» **Records**
============
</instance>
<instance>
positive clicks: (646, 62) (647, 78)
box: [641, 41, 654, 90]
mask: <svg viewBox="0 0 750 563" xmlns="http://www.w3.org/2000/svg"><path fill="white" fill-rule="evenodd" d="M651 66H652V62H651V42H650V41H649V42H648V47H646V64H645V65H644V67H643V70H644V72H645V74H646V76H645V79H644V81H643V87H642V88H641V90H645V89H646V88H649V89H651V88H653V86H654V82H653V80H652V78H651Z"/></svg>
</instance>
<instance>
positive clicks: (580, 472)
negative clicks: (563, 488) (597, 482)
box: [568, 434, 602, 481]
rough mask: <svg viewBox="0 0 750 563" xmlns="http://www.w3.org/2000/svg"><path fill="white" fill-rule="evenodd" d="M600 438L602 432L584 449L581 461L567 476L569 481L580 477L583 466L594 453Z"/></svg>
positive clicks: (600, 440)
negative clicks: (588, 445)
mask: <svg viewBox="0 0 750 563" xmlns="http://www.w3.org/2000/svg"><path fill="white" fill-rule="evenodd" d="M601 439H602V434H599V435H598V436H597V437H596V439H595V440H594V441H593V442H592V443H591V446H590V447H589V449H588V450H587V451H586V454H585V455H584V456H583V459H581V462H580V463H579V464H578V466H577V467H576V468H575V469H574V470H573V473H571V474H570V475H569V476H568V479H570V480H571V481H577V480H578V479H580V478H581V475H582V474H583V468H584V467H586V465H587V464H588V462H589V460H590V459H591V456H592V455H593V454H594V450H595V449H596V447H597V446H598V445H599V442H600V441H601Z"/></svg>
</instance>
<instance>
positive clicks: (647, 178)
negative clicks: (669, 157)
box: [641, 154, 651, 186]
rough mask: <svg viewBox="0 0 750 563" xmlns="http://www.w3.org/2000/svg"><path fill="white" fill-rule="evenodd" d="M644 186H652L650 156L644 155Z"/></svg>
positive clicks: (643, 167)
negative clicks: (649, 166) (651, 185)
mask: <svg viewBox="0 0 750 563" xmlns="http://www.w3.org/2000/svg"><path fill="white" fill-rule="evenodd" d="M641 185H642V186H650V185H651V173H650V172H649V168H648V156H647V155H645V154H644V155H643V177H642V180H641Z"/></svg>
============
Check every line of the records, and copy the ones that hold the word "positive".

positive clicks: (646, 62) (647, 78)
positive clicks: (580, 472)
positive clicks: (600, 440)
positive clicks: (647, 178)
positive clicks: (643, 167)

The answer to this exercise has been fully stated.